Whatever the records say, repeat them exactly as given.

- - -

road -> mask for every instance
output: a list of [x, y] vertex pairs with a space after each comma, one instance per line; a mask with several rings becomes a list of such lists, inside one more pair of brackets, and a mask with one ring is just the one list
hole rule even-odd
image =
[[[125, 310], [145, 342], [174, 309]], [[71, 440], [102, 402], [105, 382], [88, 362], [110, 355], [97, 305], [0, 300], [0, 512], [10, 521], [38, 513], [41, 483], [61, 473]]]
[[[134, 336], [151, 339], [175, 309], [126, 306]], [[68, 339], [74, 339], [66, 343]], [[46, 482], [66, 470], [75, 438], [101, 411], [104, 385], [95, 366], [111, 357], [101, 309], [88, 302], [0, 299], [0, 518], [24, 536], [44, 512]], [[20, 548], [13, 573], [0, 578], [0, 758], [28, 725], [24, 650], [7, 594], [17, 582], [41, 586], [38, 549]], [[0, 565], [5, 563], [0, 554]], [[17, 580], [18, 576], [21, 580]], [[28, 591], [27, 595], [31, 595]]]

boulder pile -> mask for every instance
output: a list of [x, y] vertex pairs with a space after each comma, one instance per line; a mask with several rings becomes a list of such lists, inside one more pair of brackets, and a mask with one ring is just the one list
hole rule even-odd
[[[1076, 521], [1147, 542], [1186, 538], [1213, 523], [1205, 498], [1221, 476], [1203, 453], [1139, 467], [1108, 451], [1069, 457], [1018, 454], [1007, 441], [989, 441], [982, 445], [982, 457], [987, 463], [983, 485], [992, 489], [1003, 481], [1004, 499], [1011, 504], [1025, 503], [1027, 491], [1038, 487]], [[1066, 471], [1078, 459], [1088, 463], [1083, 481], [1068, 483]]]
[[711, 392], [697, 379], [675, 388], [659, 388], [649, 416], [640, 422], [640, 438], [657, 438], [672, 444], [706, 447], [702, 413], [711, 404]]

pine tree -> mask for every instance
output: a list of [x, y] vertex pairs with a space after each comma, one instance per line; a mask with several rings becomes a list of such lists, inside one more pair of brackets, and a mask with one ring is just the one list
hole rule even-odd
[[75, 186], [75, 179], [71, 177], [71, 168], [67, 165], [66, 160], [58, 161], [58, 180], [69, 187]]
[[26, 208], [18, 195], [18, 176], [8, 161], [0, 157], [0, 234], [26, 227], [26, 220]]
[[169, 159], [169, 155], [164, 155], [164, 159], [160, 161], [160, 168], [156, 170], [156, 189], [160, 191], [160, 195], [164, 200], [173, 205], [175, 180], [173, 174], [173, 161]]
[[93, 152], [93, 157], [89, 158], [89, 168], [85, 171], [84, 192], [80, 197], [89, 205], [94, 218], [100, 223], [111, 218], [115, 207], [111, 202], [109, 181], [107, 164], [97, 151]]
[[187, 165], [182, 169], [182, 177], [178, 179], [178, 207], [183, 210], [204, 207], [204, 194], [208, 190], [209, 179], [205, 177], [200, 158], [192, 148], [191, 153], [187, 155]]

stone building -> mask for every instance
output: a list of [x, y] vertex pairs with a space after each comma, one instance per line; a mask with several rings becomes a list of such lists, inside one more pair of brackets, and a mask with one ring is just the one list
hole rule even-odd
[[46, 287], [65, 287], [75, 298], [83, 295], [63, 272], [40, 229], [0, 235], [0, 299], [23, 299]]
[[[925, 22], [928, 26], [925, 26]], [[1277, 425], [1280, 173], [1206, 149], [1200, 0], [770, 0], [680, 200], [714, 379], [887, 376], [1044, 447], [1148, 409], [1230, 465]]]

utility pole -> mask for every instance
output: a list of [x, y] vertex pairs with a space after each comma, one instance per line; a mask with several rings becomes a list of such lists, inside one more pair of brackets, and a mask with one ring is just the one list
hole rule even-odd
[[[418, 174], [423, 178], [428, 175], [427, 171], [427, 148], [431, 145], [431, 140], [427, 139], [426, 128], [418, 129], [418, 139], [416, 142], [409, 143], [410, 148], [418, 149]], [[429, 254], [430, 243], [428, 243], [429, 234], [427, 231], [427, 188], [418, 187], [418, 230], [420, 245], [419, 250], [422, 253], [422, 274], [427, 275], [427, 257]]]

- - -

#### EXERCISE OUTPUT:
road -> mask for every instance
output: a list of [x, y] vertex pairs with a space after each comma, one instance per line; a mask with several rings becomes a list of such lists, inside one more pair of brackets, and a mask with one ring is just the one list
hole rule even-odd
image =
[[[125, 310], [145, 342], [174, 309]], [[71, 440], [102, 402], [105, 382], [88, 362], [110, 355], [97, 305], [0, 300], [0, 512], [10, 521], [38, 513], [41, 483], [61, 473]]]
[[[134, 336], [151, 339], [175, 309], [126, 306]], [[68, 339], [74, 339], [66, 343]], [[46, 482], [66, 470], [75, 438], [101, 411], [104, 385], [95, 366], [111, 357], [101, 309], [88, 302], [0, 299], [0, 518], [24, 536], [44, 512]], [[20, 548], [13, 573], [0, 578], [0, 758], [28, 725], [24, 650], [7, 594], [17, 582], [41, 586], [38, 549]], [[0, 565], [5, 563], [0, 554]], [[17, 580], [18, 576], [21, 580]], [[28, 591], [27, 595], [31, 595]]]

boulder pile -> mask for every instance
output: a list of [x, y] vertex pairs with a space after each comma, one instance per line; a mask with several rings becomes a list of such lists, inside one more pair of brackets, and a mask with one ring is just the one list
hole rule even-odd
[[[1076, 521], [1147, 542], [1186, 538], [1213, 523], [1205, 498], [1221, 476], [1203, 453], [1139, 467], [1108, 451], [1069, 457], [1018, 454], [1007, 441], [989, 441], [982, 445], [982, 457], [987, 463], [983, 485], [992, 489], [1003, 481], [1004, 499], [1011, 504], [1025, 503], [1027, 491], [1038, 487]], [[1066, 471], [1078, 459], [1088, 463], [1083, 481], [1068, 483]]]
[[711, 392], [697, 379], [675, 388], [659, 388], [649, 416], [640, 422], [640, 438], [657, 438], [672, 444], [706, 447], [702, 413], [711, 404]]

pine tree -> mask for every instance
output: a list of [x, y] vertex pairs with a space after each comma, one instance per line; a mask with several rings becomes a list of such lists, inside one more pair of brackets, and a mask with one ring is just the one list
hole rule even-odd
[[75, 186], [75, 179], [71, 177], [71, 168], [67, 165], [66, 160], [58, 161], [58, 180], [69, 187]]
[[26, 208], [18, 195], [18, 176], [8, 161], [0, 157], [0, 234], [26, 227], [26, 220]]
[[169, 159], [169, 155], [164, 155], [164, 159], [160, 161], [160, 168], [156, 170], [156, 189], [160, 191], [160, 195], [164, 200], [173, 205], [175, 180], [173, 174], [173, 161]]
[[93, 152], [93, 157], [89, 158], [89, 168], [85, 171], [84, 192], [80, 197], [89, 205], [94, 218], [100, 223], [111, 218], [115, 207], [111, 202], [109, 181], [107, 164], [97, 151]]
[[187, 165], [182, 169], [182, 177], [178, 179], [178, 207], [183, 210], [204, 207], [204, 194], [208, 190], [209, 179], [205, 177], [200, 158], [192, 148], [191, 153], [187, 155]]

stone building -> mask for every instance
output: a list of [x, y] vertex pairs with a space after each comma, one instance per line; a mask with several rings becomes a list of such lists, inside one more pair of brackets, and a mask with one ring is just the one list
hole rule even-odd
[[46, 287], [65, 287], [75, 298], [83, 295], [63, 272], [40, 229], [0, 235], [0, 299], [23, 299]]
[[[925, 22], [928, 26], [925, 26]], [[1277, 425], [1280, 173], [1206, 149], [1200, 0], [770, 0], [680, 200], [714, 379], [887, 376], [1044, 447], [1148, 409], [1230, 465]]]

utility pole -> mask for every instance
output: a list of [x, y] vertex pairs with a space after each comma, one instance per line; a mask with several rings becomes a list of such lists, inside one more pair of brackets, and a mask with one ring is just the one list
hole rule even-odd
[[[418, 174], [423, 178], [428, 175], [427, 171], [427, 148], [431, 145], [431, 140], [427, 139], [426, 128], [418, 129], [418, 139], [416, 142], [409, 143], [410, 148], [418, 149]], [[429, 254], [430, 243], [428, 243], [429, 234], [427, 231], [427, 188], [418, 187], [418, 230], [420, 245], [419, 250], [422, 253], [422, 274], [427, 275], [427, 257]]]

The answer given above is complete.